Render the item lines starting at the line that contains "point: water reflection, one" and ending at the last line of the items as a JSON list of strings, one string per line, with blank lines omitted.

[start]

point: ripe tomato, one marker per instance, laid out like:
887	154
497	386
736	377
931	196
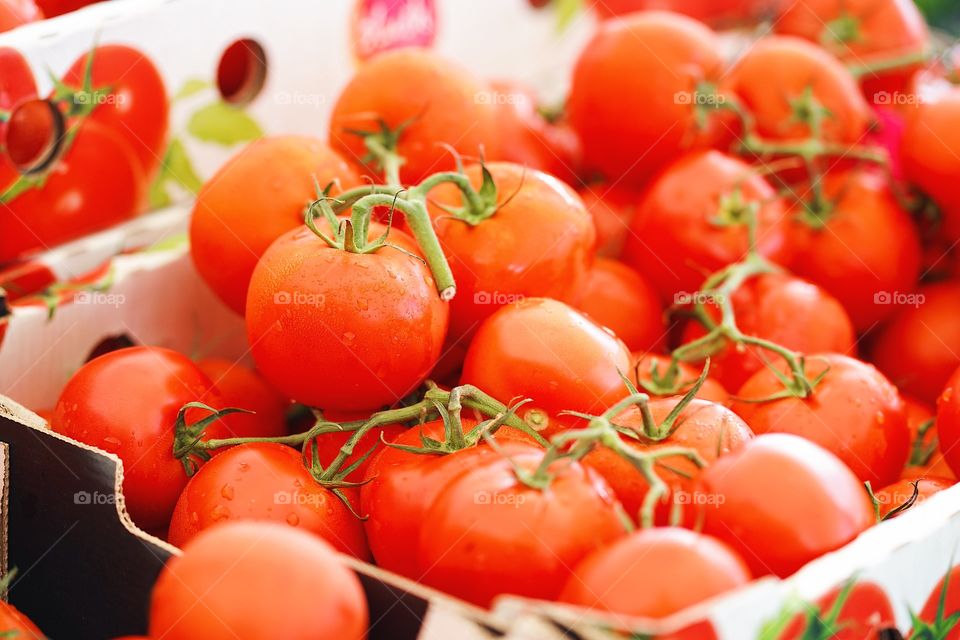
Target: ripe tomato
782	309
136	107
650	63
867	251
256	197
778	72
655	573
674	240
617	297
340	330
264	481
126	403
539	243
440	101
261	580
402	485
487	533
243	387
854	412
545	350
707	428
783	501
920	347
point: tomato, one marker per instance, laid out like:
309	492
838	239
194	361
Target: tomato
931	155
782	501
707	428
441	102
539	243
261	580
544	350
655	573
781	309
264	481
402	485
243	387
340	330
649	63
612	209
674	240
864	611
861	32
256	197
487	533
617	297
867	251
920	347
126	403
900	492
136	107
95	184
777	72
647	362
854	412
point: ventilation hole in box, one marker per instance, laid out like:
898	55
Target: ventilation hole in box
242	71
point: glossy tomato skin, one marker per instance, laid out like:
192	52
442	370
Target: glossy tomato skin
918	349
260	581
441	100
707	428
654	573
674	240
126	403
620	299
650	63
257	196
539	243
781	309
785	501
868	251
95	184
264	481
340	330
547	351
487	533
854	412
136	107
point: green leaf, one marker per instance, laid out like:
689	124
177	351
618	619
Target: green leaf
223	124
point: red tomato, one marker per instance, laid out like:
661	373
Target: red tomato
261	580
136	107
867	251
264	481
649	63
920	347
655	573
545	350
854	412
675	241
441	102
539	243
783	501
777	71
340	330
256	197
781	309
617	297
487	533
707	428
244	388
126	403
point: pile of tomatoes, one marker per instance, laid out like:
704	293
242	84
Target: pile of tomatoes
698	328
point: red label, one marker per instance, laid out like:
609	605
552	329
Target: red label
381	25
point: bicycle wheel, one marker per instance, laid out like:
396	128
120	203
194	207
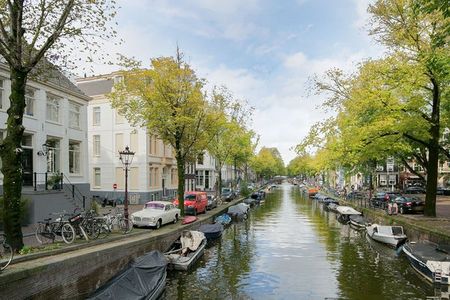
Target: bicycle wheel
125	225
43	234
68	233
6	255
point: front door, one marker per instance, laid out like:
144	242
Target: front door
27	167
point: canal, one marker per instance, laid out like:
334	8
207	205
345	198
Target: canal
290	248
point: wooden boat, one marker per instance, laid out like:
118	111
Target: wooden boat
390	235
223	219
189	219
211	231
430	260
239	211
185	251
345	212
145	278
358	221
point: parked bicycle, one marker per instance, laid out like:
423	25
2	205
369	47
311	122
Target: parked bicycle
48	230
6	253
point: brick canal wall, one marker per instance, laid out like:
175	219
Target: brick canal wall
76	274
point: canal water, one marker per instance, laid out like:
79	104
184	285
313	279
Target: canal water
290	248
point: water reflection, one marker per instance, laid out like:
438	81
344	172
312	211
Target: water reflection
290	248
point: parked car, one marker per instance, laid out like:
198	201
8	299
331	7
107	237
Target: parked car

[end]

■ Response below
[
  "point: water reflection, one marker per instance, laid out like:",
  "438\t81",
  "344\t172",
  "312\t211",
  "Target: water reflection",
  "290\t248",
  "point: parked car, one marker per instance, laid out like:",
  "198\t201",
  "8\t299",
  "331\t7",
  "107\t237",
  "Target: parked car"
]